[[ Given text, beginning ]]

Their preclinical study challenges the existing paradigm and marks another step toward personalized medicine for breast cancer.
p53, a tumor suppressor, is mutated or inactivated in the majority of cancers, and about one-third of breast cancers have mutations in the gene. It’s long been thought that normal p53 results in a better chemotherapy response, but the evidence in breast cancer has been conflicting.
The scientists first examined the response to doxorubicin in mice and the role of p53 in the chemotherapy process. When they analyzed the results, they found the mice that responded poorly had normal p53 genes, while the mice that responded best had mutated p53 genes.
Using human breast tumor cell lines with normal p53, the researchers replicated the mouse experiment with the same results. When the cells were treated with doxorubicin, known commercially as Adriamycin®, they basically stopped. When the p53 gene was removed, the cells continued through the cell cycle and eventual destruction.

[[ Given text, end ]]
[[ Record set, beginning ]]

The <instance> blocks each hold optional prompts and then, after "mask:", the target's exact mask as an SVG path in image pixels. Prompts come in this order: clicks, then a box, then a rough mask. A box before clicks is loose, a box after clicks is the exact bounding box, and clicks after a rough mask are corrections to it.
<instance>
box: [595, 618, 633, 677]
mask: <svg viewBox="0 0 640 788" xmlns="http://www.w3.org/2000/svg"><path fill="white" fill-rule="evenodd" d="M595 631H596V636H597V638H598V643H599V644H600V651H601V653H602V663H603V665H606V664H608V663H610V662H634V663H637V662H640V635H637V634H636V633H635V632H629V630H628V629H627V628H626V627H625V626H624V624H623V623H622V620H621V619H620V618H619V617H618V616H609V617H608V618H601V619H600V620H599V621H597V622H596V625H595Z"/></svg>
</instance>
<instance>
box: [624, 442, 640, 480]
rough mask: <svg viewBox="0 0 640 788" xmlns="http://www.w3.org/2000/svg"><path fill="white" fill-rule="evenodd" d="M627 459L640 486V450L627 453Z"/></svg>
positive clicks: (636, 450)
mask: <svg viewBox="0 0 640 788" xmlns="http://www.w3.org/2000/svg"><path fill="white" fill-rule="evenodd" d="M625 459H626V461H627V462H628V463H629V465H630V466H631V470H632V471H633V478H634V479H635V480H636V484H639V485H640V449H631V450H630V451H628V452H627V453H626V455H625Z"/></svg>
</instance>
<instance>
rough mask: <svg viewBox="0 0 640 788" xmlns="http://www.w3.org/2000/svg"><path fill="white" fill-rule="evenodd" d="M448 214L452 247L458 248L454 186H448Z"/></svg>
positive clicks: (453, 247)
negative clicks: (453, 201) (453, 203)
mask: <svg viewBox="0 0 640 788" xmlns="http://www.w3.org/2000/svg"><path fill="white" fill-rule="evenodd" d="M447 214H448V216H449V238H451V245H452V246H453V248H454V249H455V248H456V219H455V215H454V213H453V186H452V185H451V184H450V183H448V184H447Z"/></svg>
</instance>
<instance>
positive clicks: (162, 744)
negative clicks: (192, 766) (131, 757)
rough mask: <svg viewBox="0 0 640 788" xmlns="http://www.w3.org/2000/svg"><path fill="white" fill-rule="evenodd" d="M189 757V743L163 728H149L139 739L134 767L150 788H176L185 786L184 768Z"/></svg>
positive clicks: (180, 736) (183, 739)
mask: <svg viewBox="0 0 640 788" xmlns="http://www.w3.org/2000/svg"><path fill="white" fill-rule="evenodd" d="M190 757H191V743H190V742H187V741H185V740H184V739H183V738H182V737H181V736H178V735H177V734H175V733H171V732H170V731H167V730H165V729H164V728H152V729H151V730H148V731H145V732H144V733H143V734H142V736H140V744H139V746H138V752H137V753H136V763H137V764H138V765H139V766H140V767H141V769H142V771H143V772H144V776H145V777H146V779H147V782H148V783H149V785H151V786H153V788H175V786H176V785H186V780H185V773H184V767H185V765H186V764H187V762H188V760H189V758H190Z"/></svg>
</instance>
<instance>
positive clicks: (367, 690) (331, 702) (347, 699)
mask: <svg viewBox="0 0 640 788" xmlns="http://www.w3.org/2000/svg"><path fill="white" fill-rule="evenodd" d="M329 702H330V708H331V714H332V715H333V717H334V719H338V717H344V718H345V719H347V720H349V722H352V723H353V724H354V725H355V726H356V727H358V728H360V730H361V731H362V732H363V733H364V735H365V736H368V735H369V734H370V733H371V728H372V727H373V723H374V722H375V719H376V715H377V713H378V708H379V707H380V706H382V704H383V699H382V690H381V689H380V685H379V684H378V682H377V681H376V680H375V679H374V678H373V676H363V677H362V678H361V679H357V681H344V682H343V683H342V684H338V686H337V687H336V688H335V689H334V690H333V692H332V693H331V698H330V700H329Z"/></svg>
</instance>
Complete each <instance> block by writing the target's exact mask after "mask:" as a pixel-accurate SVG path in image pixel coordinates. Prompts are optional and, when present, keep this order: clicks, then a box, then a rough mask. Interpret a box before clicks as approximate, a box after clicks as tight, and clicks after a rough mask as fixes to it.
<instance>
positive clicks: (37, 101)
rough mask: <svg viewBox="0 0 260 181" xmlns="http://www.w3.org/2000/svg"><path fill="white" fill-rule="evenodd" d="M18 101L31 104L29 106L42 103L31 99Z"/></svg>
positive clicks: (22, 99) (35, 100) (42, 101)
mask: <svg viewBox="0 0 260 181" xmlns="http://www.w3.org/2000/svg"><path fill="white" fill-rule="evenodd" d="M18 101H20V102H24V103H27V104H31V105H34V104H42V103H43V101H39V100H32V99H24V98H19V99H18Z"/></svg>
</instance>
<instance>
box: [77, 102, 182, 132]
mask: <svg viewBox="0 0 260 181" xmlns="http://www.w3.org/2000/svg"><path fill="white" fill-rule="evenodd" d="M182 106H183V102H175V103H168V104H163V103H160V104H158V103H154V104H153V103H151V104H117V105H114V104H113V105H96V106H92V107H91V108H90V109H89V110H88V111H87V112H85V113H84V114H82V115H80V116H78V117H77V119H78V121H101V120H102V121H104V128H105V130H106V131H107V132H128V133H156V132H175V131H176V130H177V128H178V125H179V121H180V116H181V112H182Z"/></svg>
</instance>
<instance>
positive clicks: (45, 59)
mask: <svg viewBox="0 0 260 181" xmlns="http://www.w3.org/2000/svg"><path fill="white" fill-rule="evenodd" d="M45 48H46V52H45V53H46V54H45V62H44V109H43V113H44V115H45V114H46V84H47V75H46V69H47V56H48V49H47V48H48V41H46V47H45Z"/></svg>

[[ Record set, end ]]

Work task A: Copy the breast cancer study text word for word, starting at "Their preclinical study" and ending at "has been conflicting.".
Work task B: Carry on the breast cancer study text from the point where it stops.

Answer area A:
Their preclinical study challenges the existing paradigm and marks another step toward personalized medicine for breast cancer.
p53, a tumor suppressor, is mutated or inactivated in the majority of cancers, and about one-third of breast cancers have mutations in the gene. It’s long been thought that normal p53 results in a better chemotherapy response, but the evidence in breast cancer has been conflicting.

Answer area B:
“There are a lot of data out there on responses to doxorubicin and other drugs that break DNA,” says lead author Guillermina Lozano, Ph.D., professor and chair of MD Anderson’s Department of Genetics. “The response rates were mixed, and we never understood the difference. Now we understand that we need to know the p53 status to predict a response.”
This project was funded by grants from the National Cancer Institute and the National Institutes of Health, a Theodore N. Law Endowment for Scientific Achievement and a Dodie P. Hawn Fellowship in Cancer Genetics Research.